_TASKS_
[1] According to the passage on Utsunomiya University, in what year was the university established?
[2] In the passage on Utsunomiya University, turn the paragraph beginning "Utsunomiya University was established in 1949" into a short list that keeps its main facts.
[3] Continue the passage on Utsunomiya University, picking up after its final line.

Utsunomiya University (宇都宮大学, Utsunomiya daigaku) is a national university in Japan. The main campus is located in Miné-machi, and the engineering campus at Yōtō, in Utsunomiya, Tochigi Prefecture.

== History ==
Utsunomiya University was established in 1949 by integrating three national colleges: Utsunomiya Agricultural and Forestry College (宇都宮農林専門学校, Utsunomiya nōrin semmon gakkō), Tochigi Normal School (栃木師範学校, Tochigi shihan gakkō) and Tochigi Normal School for Youth (栃木青年師範学校, Tochigi seinen shihan gakkō).

The university at first had two faculties: Faculty of Agriculture (in Mine Campus) and Faculty of Liberal Arts (in Takaragi Campus).
- 1955: The Faculty of Liberal Arts was removed to Mine Campus.
- 1964: Utsunomiya Technical Junior College (宇都宮工業短期大学) was merged with the university to constitute Faculty of Engineering (in Yoto Campus).
- 1966: The Faculty of Liberal Arts was renamed Faculty of Education.

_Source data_
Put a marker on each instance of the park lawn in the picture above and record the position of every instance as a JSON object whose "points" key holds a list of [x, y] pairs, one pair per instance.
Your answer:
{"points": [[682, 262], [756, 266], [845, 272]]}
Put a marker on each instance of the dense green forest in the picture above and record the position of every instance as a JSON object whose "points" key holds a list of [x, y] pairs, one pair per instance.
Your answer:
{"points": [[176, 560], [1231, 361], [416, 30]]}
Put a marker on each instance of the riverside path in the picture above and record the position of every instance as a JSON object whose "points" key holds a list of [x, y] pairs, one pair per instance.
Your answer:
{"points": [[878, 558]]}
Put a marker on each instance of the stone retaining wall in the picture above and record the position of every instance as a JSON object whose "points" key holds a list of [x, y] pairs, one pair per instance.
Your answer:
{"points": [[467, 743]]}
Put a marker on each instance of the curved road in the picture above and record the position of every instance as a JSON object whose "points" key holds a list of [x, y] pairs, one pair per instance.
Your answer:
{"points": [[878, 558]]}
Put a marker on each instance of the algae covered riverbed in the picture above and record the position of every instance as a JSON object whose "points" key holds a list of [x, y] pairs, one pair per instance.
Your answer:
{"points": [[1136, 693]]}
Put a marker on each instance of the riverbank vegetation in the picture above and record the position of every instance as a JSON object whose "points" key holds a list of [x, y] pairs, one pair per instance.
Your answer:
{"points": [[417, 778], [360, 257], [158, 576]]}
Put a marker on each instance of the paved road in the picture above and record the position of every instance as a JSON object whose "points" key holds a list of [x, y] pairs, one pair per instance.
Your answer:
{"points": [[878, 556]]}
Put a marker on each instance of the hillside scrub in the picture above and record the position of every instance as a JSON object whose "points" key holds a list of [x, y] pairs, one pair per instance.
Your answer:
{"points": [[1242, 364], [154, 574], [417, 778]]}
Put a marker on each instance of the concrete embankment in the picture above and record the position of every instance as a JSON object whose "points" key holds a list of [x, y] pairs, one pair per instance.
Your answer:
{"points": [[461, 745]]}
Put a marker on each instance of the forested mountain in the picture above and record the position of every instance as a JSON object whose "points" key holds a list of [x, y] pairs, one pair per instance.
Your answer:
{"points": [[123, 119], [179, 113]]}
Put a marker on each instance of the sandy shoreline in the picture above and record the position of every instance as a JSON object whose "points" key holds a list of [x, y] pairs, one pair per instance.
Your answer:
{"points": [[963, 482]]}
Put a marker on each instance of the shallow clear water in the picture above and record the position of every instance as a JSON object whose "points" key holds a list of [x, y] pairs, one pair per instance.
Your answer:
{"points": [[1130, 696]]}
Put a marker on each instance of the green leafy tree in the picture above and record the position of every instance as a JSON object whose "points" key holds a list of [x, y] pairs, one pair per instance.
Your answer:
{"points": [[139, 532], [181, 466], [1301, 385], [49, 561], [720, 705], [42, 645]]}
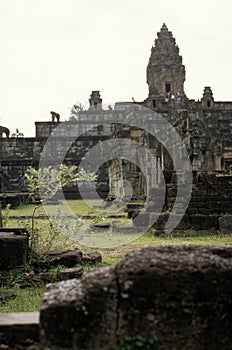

_YOUR WRITTEN ANSWERS_
[1] 1949

[2]
Utsunomiya University was established in 1949 by integrating three national colleges:
- Utsunomiya Agricultural and Forestry College
- Tochigi Normal School
- Tochigi Normal School for Youth

[3]
- 1994: The Faculty of International Studies was added.

== Faculties (Undergraduate Schools) ==
- Faculty of International Studies
  - Department of International Social Studies
  - Department of International Cultural Studies
- Faculty of Education
  - School Teachers' Training Course
  - Lifelong Education Course
  - Environmental Education Course
- Faculty of Engineering (in Yoto Campus)
  - Department of Mechanical Systems Engineering
  - Department of Electrical and Electronic Engineering
  - Department of Applied Chemistry
  - Department of Architecture and Civil Engineering
  - Department of Information Science
  - Department of Optical Engineering
- Faculty of Agriculture
  - Department of Bioproductive Science
  - Department of Environmental Engineering
  - Department of Agricultural Economics
  - Department of Forest Sciences

== Graduate Schools ==
- Graduate School of International Studies (Master's/Doctoral)
- Graduate School of Education (Master's courses only)
- Graduate School of Engineering (Master's/Doctoral)
- Graduate School of Agriculture (Master's/Doctoral)
  - The doctoral courses belong to the Joint Graduate School of Agriculture by Tokyo University of Agriculture and Technology, Ibaraki University and Utsunomiya University.